* **Document extract**:
Answer
$\dfrac{8\sqrt 2 \pi}{3}$
Work Step by Step
Apply the spherical coordinates system as:
$x=\rho \sin \phi \cos \theta \\ y=\rho \sin \phi \sin \theta \\z=\rho \cos \phi$;
So, $\rho=\sqrt {x^2+y^2+z^2} \implies \rho^2=x^2+y^2+z^2$
Since,
$x^2+y^2+z^2 =4 \implies (\rho \sin \phi \cos \theta)^2+(\rho \sin \phi \sin \theta)^2 + (\rho \cos \phi)^2 =4 \implies \rho=2$
The jacobian for spherical coordinates is $\rho^2 \sin \rho$; therefore,
$\iiint{E} \sqrt {x^2+y^2+z^2} dV =\iiint_{E} \rho \rho^2 \sin \rho d\rho d\theta d\phi$
Now, we will consider
$I= \int_{0}^{2\pi} \int_{\pi/4}^{\pi/2} \int_{0}^{2} \rho^2 \sin \phi d\rho d\theta d\phi$
$=\int_0^{2 \pi} \int_{\pi/4}^{\pi/2} [\dfrac{\rho^3}{3}]_0^2 d\theta \\=\dfrac{8}{3} \int_0^{2 \pi} [-\cos\phi]_{\pi/4}^{\pi/2} d \theta] \\ =\dfrac{8}{3} \int_0^{2 \pi} [\dfrac{4\sqrt 2}{3} d \theta$
Hence, $I=\dfrac{8\sqrt 2 \pi}{3}$

* **Materials provided**:
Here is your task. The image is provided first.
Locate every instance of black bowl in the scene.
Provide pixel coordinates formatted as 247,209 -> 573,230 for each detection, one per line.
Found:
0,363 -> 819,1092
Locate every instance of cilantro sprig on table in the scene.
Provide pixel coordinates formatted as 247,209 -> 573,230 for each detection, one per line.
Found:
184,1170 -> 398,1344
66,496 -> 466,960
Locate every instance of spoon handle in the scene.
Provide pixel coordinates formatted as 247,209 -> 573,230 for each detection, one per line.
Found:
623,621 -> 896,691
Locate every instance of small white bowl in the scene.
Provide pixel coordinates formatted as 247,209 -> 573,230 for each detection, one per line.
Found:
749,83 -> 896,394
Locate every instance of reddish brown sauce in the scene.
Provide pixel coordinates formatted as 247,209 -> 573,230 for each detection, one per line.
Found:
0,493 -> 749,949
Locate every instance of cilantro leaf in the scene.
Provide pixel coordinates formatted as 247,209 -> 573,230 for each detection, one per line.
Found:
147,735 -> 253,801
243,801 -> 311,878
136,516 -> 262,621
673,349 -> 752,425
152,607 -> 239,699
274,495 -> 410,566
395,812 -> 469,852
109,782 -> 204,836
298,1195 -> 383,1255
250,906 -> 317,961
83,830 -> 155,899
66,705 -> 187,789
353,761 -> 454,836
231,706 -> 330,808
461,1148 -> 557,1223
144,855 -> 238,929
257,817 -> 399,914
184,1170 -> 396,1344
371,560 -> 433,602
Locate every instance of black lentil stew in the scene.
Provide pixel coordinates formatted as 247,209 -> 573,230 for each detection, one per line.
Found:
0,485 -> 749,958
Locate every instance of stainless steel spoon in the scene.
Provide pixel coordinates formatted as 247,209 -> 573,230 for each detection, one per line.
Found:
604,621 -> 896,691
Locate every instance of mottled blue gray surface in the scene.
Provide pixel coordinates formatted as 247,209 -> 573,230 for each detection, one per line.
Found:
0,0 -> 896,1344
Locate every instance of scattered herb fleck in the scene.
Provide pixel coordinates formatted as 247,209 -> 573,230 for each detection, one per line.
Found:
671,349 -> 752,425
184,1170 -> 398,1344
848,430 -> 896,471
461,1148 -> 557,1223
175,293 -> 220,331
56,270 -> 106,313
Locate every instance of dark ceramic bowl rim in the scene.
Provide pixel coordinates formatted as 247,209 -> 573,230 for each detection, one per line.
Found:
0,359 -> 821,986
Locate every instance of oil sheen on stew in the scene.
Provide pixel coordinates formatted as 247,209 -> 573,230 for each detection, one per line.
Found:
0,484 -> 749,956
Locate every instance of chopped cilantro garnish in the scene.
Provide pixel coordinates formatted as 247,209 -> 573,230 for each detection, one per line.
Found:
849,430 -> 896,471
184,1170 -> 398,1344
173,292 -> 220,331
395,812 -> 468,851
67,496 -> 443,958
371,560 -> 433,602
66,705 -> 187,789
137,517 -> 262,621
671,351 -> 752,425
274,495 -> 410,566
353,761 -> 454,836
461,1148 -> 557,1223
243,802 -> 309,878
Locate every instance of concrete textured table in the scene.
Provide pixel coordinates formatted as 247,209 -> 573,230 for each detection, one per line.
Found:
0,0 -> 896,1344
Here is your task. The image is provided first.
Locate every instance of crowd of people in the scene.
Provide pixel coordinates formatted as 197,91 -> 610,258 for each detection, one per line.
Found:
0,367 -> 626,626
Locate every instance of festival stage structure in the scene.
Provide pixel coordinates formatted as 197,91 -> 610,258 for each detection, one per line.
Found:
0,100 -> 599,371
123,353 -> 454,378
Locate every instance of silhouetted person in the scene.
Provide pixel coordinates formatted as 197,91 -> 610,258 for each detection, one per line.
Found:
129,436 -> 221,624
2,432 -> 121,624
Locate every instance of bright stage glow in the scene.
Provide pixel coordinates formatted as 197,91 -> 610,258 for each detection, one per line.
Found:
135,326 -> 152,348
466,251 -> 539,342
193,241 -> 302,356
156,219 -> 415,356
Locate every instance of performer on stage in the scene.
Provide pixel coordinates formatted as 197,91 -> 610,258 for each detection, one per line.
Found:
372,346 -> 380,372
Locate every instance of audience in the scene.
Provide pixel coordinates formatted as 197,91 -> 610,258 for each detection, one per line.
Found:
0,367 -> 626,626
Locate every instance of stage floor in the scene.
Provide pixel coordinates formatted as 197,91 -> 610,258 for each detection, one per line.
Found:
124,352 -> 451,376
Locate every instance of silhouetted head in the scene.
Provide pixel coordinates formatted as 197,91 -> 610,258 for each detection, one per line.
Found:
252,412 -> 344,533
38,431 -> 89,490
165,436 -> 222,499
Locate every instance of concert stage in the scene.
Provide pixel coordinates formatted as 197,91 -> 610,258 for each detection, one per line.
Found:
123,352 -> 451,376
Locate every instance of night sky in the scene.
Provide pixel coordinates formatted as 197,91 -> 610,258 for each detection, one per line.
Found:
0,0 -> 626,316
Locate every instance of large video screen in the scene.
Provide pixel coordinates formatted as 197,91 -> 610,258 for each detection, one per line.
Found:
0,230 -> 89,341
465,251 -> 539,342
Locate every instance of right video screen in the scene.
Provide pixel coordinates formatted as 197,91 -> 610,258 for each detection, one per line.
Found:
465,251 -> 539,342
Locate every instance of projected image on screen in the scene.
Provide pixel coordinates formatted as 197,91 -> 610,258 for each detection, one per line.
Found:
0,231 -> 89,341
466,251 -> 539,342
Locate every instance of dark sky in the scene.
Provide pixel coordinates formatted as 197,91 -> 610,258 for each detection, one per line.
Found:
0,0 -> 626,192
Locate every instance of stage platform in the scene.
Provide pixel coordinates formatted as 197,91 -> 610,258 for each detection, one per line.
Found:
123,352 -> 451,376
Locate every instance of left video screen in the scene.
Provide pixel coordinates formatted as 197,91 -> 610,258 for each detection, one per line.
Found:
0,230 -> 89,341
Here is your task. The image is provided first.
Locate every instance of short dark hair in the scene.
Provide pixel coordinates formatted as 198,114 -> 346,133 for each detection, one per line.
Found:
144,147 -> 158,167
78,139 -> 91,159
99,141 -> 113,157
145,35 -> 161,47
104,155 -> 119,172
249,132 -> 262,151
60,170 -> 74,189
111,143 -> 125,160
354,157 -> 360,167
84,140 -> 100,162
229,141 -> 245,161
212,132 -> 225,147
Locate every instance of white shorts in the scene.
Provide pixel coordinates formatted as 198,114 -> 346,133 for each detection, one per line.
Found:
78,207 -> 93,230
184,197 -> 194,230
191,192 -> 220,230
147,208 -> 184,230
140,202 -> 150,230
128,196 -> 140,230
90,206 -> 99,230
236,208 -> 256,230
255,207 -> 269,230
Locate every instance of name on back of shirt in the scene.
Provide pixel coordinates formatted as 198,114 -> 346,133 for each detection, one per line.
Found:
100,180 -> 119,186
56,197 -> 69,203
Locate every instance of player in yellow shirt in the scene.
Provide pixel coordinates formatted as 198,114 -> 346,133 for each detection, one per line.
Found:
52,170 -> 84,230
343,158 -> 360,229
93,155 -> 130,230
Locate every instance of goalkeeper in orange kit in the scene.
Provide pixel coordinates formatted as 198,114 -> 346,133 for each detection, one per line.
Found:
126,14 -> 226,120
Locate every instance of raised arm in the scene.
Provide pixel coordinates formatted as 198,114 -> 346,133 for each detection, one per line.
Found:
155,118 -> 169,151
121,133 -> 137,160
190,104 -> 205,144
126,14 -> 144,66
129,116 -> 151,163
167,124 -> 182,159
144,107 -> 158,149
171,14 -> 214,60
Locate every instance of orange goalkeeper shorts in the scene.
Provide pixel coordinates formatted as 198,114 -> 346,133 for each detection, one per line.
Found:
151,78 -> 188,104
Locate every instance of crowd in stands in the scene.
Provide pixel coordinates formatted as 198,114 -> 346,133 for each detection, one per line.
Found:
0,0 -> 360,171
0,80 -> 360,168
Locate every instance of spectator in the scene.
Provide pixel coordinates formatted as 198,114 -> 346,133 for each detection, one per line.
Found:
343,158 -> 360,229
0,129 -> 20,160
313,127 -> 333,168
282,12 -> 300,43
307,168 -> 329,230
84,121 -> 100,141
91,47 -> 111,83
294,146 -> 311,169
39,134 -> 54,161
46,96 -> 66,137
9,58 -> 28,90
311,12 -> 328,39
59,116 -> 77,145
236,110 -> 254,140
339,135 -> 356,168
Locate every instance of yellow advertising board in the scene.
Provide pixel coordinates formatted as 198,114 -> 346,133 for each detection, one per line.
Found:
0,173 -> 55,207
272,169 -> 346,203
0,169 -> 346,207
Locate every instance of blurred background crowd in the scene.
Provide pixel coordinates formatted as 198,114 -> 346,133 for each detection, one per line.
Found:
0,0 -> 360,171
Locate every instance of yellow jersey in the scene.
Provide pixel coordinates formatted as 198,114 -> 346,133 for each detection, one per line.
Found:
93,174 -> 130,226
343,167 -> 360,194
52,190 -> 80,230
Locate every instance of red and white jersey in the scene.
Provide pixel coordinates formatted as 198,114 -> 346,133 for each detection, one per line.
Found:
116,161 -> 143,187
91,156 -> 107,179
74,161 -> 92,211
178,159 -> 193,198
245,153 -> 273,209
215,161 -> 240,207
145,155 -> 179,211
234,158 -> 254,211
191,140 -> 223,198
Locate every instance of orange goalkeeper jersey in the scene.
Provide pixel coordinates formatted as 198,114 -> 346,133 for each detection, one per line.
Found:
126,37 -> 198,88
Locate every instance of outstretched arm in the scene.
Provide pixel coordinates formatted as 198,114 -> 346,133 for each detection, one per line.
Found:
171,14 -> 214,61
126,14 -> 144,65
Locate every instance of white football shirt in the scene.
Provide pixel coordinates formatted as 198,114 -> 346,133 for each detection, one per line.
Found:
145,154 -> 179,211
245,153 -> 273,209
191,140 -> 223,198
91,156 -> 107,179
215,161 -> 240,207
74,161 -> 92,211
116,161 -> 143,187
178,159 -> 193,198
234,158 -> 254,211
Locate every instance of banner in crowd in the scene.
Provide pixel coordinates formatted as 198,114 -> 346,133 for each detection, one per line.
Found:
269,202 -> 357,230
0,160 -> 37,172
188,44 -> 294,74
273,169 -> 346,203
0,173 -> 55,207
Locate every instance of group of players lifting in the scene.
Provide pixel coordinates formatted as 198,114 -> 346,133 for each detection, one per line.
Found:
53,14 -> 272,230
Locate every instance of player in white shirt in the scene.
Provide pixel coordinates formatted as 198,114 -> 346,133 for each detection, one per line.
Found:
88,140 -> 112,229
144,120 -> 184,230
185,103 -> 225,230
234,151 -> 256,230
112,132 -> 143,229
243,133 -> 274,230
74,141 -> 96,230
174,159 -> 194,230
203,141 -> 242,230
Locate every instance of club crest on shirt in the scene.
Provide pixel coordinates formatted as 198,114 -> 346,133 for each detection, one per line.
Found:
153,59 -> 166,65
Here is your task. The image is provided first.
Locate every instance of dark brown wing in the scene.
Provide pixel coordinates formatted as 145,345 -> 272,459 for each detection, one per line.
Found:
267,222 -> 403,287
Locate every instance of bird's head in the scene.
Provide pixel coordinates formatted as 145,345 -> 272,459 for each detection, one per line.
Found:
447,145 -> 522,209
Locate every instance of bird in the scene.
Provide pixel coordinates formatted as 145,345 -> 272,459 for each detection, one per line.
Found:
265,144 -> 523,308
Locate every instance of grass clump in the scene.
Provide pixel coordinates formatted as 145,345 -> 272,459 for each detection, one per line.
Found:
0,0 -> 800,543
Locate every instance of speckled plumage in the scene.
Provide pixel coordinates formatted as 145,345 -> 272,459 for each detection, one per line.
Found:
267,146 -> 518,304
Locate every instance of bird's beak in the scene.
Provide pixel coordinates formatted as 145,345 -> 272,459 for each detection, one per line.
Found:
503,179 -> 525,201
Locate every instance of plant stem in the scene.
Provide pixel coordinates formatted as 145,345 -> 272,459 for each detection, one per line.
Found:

* **Instructions**:
1 - Answer these questions about the spherical coordinates solution, one per line:
(a) What expression for z in spherical coordinates does it give?
(b) What value of ρ does it derive from the equation x² + y² + z² = 4?
(c) What final value does it state for I?
2 - Render the lines of the records from the line with "Locate every instance of scattered" to the line with "0,359 -> 821,986" as a numbered list, leaving out any blank lines.
The text and the records have no connection to each other.

* **Exercise solutions**:
1 -
(a) z = ρ cos φ
(b) ρ = 2
(c) I = 8√2π/3

2 -
1. Locate every instance of scattered herb fleck in the scene.
2. Provide pixel coordinates formatted as 247,209 -> 573,230 for each detection, one per line.
3. Found:
4. 671,349 -> 752,425
5. 184,1170 -> 398,1344
6. 848,430 -> 896,471
7. 461,1148 -> 557,1223
8. 175,293 -> 220,331
9. 56,270 -> 106,313
10. Locate every instance of dark ceramic bowl rim in the scene.
11. Provide pixel coordinates formatted as 247,209 -> 573,230 for each detection, one per line.
12. Found:
13. 0,359 -> 821,986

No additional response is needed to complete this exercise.